— begin —
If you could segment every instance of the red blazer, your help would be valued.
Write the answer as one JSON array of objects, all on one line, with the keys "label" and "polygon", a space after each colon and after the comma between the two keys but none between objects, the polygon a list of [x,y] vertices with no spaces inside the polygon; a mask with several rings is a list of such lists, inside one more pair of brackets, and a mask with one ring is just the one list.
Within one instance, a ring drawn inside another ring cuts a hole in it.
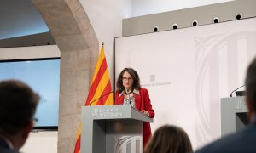
[{"label": "red blazer", "polygon": [[[115,93],[115,105],[123,105],[124,103],[124,94],[119,96],[119,92]],[[139,94],[133,93],[135,98],[135,107],[138,110],[145,110],[149,113],[149,117],[153,118],[154,116],[154,110],[152,109],[150,103],[149,94],[146,88],[140,88]],[[143,122],[143,148],[147,144],[148,141],[151,138],[151,128],[149,122]]]}]

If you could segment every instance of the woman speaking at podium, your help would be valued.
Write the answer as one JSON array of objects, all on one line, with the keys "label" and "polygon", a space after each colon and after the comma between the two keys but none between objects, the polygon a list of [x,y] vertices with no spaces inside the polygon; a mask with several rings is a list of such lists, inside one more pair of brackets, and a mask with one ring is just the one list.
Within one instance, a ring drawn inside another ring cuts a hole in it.
[{"label": "woman speaking at podium", "polygon": [[[154,116],[149,94],[146,88],[141,88],[140,78],[131,68],[125,68],[118,76],[115,105],[131,105],[150,118]],[[150,139],[149,122],[143,122],[143,148]]]}]

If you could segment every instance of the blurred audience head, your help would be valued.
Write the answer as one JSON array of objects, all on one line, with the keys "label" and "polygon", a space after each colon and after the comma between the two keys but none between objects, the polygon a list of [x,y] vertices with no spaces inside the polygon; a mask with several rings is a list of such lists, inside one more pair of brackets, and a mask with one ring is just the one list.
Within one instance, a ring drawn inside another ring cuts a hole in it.
[{"label": "blurred audience head", "polygon": [[173,125],[164,125],[158,128],[144,150],[144,153],[187,153],[192,151],[188,134],[181,128]]}]

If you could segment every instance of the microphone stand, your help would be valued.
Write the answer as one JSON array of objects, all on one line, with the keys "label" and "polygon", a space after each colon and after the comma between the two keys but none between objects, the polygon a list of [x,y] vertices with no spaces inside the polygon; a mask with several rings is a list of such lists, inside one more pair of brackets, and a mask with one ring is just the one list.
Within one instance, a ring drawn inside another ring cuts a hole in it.
[{"label": "microphone stand", "polygon": [[241,86],[241,87],[239,87],[238,88],[236,88],[235,90],[233,90],[232,92],[231,92],[231,94],[230,94],[230,97],[232,97],[232,94],[234,93],[234,92],[236,92],[236,90],[238,90],[239,88],[242,88],[242,87],[244,87],[245,86],[245,84],[244,85],[242,85],[242,86]]}]

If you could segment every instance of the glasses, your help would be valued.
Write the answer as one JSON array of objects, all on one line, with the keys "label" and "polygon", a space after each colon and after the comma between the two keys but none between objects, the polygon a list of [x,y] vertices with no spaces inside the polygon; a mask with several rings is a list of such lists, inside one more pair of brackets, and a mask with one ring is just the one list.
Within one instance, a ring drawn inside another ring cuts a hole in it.
[{"label": "glasses", "polygon": [[131,81],[133,80],[131,77],[123,77],[123,81]]}]

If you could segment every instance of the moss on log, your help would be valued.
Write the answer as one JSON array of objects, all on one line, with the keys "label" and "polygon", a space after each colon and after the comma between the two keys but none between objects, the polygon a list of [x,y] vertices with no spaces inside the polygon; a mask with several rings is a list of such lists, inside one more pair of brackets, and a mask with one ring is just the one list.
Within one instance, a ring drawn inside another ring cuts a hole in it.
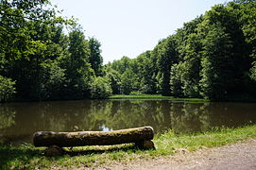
— end —
▶ _Task requirements_
Display each line above that contains the word "glasses", treating uppercase and lowercase letters as distinct.

▶ _The answer_
If you could segment every instance of the glasses, your help would be valued.
[{"label": "glasses", "polygon": [[131,81],[133,80],[131,77],[123,77],[123,81]]}]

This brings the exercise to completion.